• _INSTRUCTIONS_:
a. Answer these questions about the text on building resilience, marking each answer to match its question.
(i) What does the text compare your attention to?
(ii) How many thoughts a day does the text say you have?
(iii) What did the writer keep reminding their mind that their body is?
b. Rewrite the part of the text on building resilience starting with "1. You are the" and going on through "with your mind.", with "torch" changed to "flashlight".
c. List the headings of all the numbered tools in the text on building resilience.

• _TEXT FOR ANALYSIS_:
Practice Before Panic: Building Resilience Day by Day

I can't describe them all in a short blog, but here are the basics - and I am sure this isn’t the first time you are hearing about them. You have probably heard of some of these tools and knowledge nuggets from me already, but the secret is to practice using them when you are not in a crisis, so that when you are in a state of extreme fight or flight, they come easily to you. Practice on the small things that happen in your life - the stressors that just irk you and don’t panic you.


Five Tools to Help You Take Control of Your Mind and Body


1. You are the boss of your brain

Which means you can decide what you focus your attention on. Your attention is like a torch. You can shine it wherever you wish, and you can move it at will if you need to. I practiced moving my attention from the pain and panic I felt rising inside me to the sun on my skin, and the warmth of my son’s support as he did whatever he could to help.


2. Shift your attention with kindness

If your mind wanders back to what you are trying not to focus on - which it will - you can shift it again. If you do the shifting gently and kindly, your attention will learn to stay a little longer where you choose to put it. Compassion is key. Be kind and patient with your mind.


3. Understand your brain's protective instinct

Your mind will choose the negative, the threatening, the scary, the painful to focus on - unless you take charge of it. This is because it is trying to protect you. It’s not the good, happy, upbeat stuff that protects you - it’s being forewarned about the threats that will be protective. But since you aren’t in mortal danger right now, you can afford not to focus on the danger and peril.


I had just survived a fall that should have been fatal. I had to work hard to convince my mind that I was going to be okay. I kept bringing my mind to the fact that my body is a healing machine. I kept reminding my mind that I was fit and strong and would recover. I kept telling my mind that the expert rescue team had done this kind of rescue many times before, and they would find the way to get me off the ledge without endangering anyone else. I took the spotlight of my attention off the danger over and over again, and it got me through that dreadful day.


4. Become the observer of your thoughts

To be able to work with your mind, you need to be aware of what you are thinking about... That requires being the observer of your brain. Watching it as if you were a fly on the wall in your own head and gaining insight for yourself about your thinking patterns. You have between 60,000 - 100,000 thoughts a day! That is a LOT of thoughts. Some of them are recurrent and play like a stuck record in your head. But you can stop that! You can intervene - and when you do, it will change your life. It will change the outcomes you experience.

• _Referring expression pointing listing_:
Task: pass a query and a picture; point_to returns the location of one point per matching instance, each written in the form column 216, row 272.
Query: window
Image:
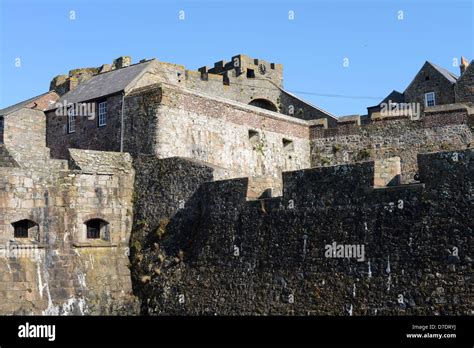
column 24, row 228
column 71, row 120
column 288, row 145
column 1, row 130
column 430, row 99
column 97, row 229
column 254, row 137
column 102, row 113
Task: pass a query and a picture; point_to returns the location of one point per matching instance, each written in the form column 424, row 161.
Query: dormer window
column 430, row 99
column 102, row 113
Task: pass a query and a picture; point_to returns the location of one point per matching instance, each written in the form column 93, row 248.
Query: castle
column 150, row 188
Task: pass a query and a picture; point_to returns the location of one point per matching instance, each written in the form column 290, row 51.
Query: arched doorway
column 264, row 104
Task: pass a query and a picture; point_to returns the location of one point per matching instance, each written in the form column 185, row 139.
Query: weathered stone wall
column 24, row 137
column 88, row 134
column 215, row 131
column 224, row 255
column 56, row 269
column 440, row 129
column 429, row 80
column 465, row 86
column 63, row 273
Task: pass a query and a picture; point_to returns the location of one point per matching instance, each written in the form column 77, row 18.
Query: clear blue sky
column 384, row 52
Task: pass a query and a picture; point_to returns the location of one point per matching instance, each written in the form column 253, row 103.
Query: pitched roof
column 446, row 73
column 22, row 104
column 394, row 96
column 107, row 83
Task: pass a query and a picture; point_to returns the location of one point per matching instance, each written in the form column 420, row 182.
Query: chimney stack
column 464, row 65
column 121, row 62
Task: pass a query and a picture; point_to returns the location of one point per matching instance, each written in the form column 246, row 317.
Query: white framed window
column 1, row 129
column 430, row 99
column 71, row 120
column 102, row 113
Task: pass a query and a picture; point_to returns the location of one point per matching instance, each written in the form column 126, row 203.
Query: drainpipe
column 121, row 121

• _ANSWER SET_:
a.
(i) A torch.
(ii) Between 60,000 and 100,000.
(iii) A healing machine.

b.
1. You are the boss of your brain

Which means you can decide what you focus your attention on. Your attention is like a flashlight. You can shine it wherever you wish, and you can move it at will if you need to. I practiced moving my attention from the pain and panic I felt rising inside me to the sun on my skin, and the warmth of my son’s support as he did whatever he could to help.


2. Shift your attention with kindness

If your mind wanders back to what you are trying not to focus on - which it will - you can shift it again. If you do the shifting gently and kindly, your attention will learn to stay a little longer where you choose to put it. Compassion is key. Be kind and patient with your mind.

c.
1. You are the boss of your brain
2. Shift your attention with kindness
3. Understand your brain's protective instinct
4. Become the observer of your thoughts